* [Set of tasks]
**1.** Answer these from the Aragon qualifying report:
(a) By what margin did Marquez take pole position?
(b) What lap time did Marquez set with his final effort?
(c) What time did Miller post on his follow-up tour?
**2.** Write what comes next in the Aragon qualifying report, starting after its last sentence.

— begin Page excerpt —

Honda MotoGP rider Marquez on pole at Aragon for 200th grand prix start
Honda's Marc Marquez took pole position for the MotoGP Aragon Grand Prix by 0.327 seconds, despite intense pressure from Yamaha rider Fabio Quartararo in the closing stages


Marquez was over a second clear of the field after Friday's practices, and duly delivered on his status as favourite for his ninth pole of the year ahead of his 200th grand prix start with a blistering final effort of 1m47.009s.
The opening stages of Q2 were a hot affair, with Q1 pacesetter Franco Morbidelli setting the initial pace at 1m48.495s aboard his Petronas SRT Yamaha, before being quickly demoted by Pramac's Jack Miller and Maverick Vinales' factory Yamaha.
Miller bettered Vinales's 1m48.159s on his follow-up tour with a 1m47.862s, with Quartararo on the sister SRT M1 soon edging ahead.

— end Page excerpt —
— begin Data rows —

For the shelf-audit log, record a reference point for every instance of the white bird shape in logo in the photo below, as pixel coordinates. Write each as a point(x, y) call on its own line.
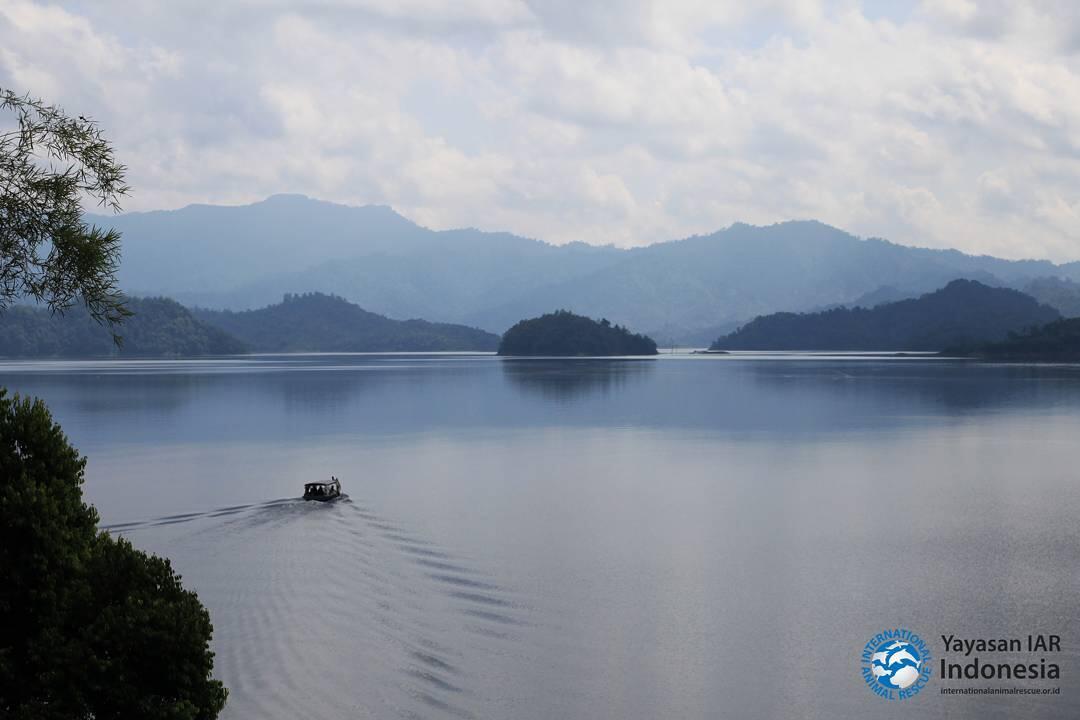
point(901, 655)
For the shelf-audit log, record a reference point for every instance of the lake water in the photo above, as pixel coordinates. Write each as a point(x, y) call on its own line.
point(686, 537)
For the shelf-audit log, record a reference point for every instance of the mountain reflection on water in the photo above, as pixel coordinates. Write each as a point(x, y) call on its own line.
point(675, 537)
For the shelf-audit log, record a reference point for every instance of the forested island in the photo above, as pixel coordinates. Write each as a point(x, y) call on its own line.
point(158, 327)
point(964, 313)
point(1053, 342)
point(566, 335)
point(314, 322)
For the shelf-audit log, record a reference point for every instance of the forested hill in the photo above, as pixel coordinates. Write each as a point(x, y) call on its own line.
point(564, 334)
point(1054, 342)
point(246, 257)
point(963, 313)
point(314, 322)
point(159, 327)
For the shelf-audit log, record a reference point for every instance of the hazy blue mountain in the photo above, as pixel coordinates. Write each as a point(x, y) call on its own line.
point(160, 327)
point(247, 256)
point(1057, 293)
point(314, 322)
point(564, 334)
point(1054, 342)
point(963, 313)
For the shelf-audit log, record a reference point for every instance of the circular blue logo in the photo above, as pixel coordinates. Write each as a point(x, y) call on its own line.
point(895, 664)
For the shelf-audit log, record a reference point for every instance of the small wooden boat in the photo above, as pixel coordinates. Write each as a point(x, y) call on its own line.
point(323, 491)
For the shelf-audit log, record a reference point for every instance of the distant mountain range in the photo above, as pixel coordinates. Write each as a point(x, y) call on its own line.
point(161, 327)
point(962, 314)
point(247, 256)
point(323, 323)
point(1054, 342)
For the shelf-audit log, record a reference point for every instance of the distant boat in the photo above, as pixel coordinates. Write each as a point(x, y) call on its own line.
point(323, 491)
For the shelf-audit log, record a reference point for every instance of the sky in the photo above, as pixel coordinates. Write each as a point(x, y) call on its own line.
point(942, 124)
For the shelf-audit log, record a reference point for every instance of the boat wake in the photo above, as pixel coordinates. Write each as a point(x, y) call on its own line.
point(328, 610)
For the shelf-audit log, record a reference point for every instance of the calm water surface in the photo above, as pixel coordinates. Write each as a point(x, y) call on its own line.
point(685, 537)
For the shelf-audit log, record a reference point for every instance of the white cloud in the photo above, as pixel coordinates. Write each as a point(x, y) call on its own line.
point(943, 124)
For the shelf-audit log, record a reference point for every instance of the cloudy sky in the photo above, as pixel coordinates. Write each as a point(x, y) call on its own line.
point(949, 123)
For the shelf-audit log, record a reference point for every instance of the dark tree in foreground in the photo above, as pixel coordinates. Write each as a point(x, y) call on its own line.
point(565, 334)
point(92, 627)
point(49, 162)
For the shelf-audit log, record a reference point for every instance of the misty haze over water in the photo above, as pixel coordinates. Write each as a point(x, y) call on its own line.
point(636, 539)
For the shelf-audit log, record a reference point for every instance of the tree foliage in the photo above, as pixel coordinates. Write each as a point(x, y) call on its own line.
point(49, 162)
point(565, 334)
point(92, 627)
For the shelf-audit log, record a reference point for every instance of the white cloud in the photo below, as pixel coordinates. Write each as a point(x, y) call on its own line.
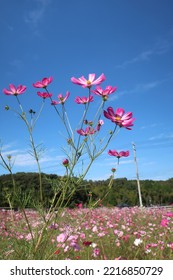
point(161, 46)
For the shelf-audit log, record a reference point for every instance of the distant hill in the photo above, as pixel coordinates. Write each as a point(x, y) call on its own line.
point(123, 191)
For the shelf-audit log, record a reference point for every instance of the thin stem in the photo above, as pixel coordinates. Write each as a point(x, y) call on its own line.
point(23, 117)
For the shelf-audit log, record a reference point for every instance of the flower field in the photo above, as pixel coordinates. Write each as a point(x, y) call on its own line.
point(83, 233)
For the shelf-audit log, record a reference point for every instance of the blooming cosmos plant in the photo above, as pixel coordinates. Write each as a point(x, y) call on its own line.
point(104, 92)
point(88, 83)
point(44, 83)
point(61, 99)
point(83, 100)
point(14, 90)
point(119, 117)
point(44, 95)
point(88, 131)
point(118, 155)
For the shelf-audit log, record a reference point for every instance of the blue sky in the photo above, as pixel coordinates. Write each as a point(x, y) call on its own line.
point(131, 42)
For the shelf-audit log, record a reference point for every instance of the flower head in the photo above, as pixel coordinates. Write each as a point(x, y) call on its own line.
point(118, 155)
point(104, 92)
point(61, 98)
point(65, 162)
point(83, 100)
point(99, 124)
point(44, 95)
point(119, 117)
point(61, 237)
point(88, 83)
point(44, 83)
point(137, 241)
point(14, 90)
point(164, 222)
point(86, 132)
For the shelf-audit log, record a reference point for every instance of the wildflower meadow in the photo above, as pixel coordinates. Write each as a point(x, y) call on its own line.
point(54, 231)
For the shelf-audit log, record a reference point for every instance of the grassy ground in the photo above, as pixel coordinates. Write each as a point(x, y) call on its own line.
point(101, 233)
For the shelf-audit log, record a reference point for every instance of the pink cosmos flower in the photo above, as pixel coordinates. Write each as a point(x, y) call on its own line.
point(90, 82)
point(83, 100)
point(164, 223)
point(100, 123)
point(44, 95)
point(44, 83)
point(14, 90)
point(118, 155)
point(87, 131)
point(61, 99)
point(118, 117)
point(65, 162)
point(96, 252)
point(61, 237)
point(104, 92)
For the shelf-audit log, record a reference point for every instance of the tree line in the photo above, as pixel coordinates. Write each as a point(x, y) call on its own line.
point(123, 192)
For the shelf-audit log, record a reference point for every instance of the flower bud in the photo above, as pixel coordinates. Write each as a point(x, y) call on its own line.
point(65, 162)
point(113, 170)
point(7, 107)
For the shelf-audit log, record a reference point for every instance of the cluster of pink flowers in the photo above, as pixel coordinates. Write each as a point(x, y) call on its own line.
point(118, 117)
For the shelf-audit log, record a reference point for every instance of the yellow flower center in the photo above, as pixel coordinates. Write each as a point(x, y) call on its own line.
point(117, 118)
point(88, 82)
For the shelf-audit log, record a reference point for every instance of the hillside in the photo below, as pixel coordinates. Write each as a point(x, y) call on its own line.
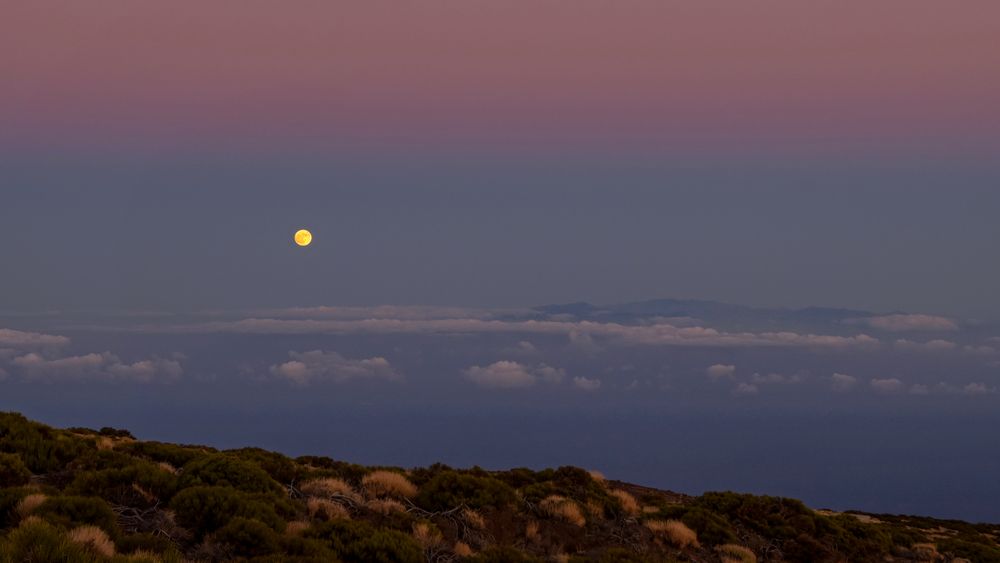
point(86, 495)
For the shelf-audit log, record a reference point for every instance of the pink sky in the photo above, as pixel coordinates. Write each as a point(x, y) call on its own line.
point(582, 72)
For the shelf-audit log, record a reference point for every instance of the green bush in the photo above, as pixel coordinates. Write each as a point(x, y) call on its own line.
point(13, 472)
point(175, 455)
point(9, 499)
point(42, 449)
point(116, 484)
point(361, 542)
point(248, 538)
point(206, 509)
point(72, 511)
point(504, 554)
point(40, 541)
point(449, 489)
point(227, 471)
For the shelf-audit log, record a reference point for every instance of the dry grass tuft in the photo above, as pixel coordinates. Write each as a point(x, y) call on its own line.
point(531, 530)
point(29, 503)
point(385, 506)
point(93, 538)
point(462, 549)
point(296, 527)
point(674, 531)
point(429, 538)
point(141, 555)
point(330, 487)
point(324, 509)
point(474, 519)
point(563, 509)
point(732, 553)
point(388, 484)
point(168, 468)
point(629, 504)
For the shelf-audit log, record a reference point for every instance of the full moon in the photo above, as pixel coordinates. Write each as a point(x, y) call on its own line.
point(303, 237)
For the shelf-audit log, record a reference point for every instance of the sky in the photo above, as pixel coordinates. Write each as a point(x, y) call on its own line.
point(816, 182)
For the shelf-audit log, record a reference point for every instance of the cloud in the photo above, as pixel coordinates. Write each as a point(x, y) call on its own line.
point(581, 333)
point(930, 346)
point(587, 384)
point(891, 385)
point(774, 378)
point(842, 382)
point(903, 323)
point(977, 389)
point(28, 340)
point(317, 365)
point(102, 366)
point(502, 374)
point(718, 371)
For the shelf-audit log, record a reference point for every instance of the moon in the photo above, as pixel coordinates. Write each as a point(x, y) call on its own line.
point(303, 237)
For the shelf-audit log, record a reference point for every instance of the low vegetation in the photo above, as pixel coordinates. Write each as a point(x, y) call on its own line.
point(81, 495)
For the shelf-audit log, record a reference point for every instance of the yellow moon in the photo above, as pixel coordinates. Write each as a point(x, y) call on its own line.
point(303, 237)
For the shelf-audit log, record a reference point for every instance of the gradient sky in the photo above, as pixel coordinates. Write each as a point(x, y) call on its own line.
point(156, 158)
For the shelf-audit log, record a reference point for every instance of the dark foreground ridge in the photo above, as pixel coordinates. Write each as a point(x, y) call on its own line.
point(85, 495)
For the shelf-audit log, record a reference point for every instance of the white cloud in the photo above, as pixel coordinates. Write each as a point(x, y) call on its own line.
point(774, 378)
point(587, 384)
point(718, 371)
point(903, 323)
point(890, 385)
point(317, 365)
point(842, 382)
point(930, 346)
point(977, 389)
point(550, 374)
point(502, 374)
point(104, 366)
point(25, 340)
point(581, 333)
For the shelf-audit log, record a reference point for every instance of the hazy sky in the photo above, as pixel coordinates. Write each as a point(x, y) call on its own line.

— end Data rows —

* [Results by task]
**1.**
(a) 0.327 seconds
(b) 1m47.009s
(c) 1m47.862s

**2.**
However, their laptimes paled into insignificance as Marquez put in his first flying lap of 1m47.050s to go almost eight tenths clear of the field.
The Honda rider managed to go slightly quicker on his last effort with a 1m47.009s, however pole looked all but certain as no one was troubling the timing screens.
But Quartararo, who battled hard with Marquez for the victory at Misano one week ago following which Marquez marked him out as a future champion, came through the first two sectors fastest of all and still held a slight advantage as he ended the third sector.

He couldn't hold that slender lead, however, and missed out on pole by 0.327 seconds in second spot.
This demoted Vinales to third and Miller off the front row, while Aprilia's Aleix Espargaro secured the marque's first top five qualifying result since the 2017 Japanese GP.
Valentino Rossi completes row two on the sister works Yamaha ahead of LCR's Cal Crutchlow, Morbidelli, Joan Mir (Suzuki) and Ducati's Andrea Dovizioso.
Andrea Iannone ensured two Aprilias would make it into Q2 for the first time ever.
He was last of the 11 runners present in Q2, after Pol Espargaro has been forced to sit out the rest of the weekend after fracturing his left wrist in a crash in FP4.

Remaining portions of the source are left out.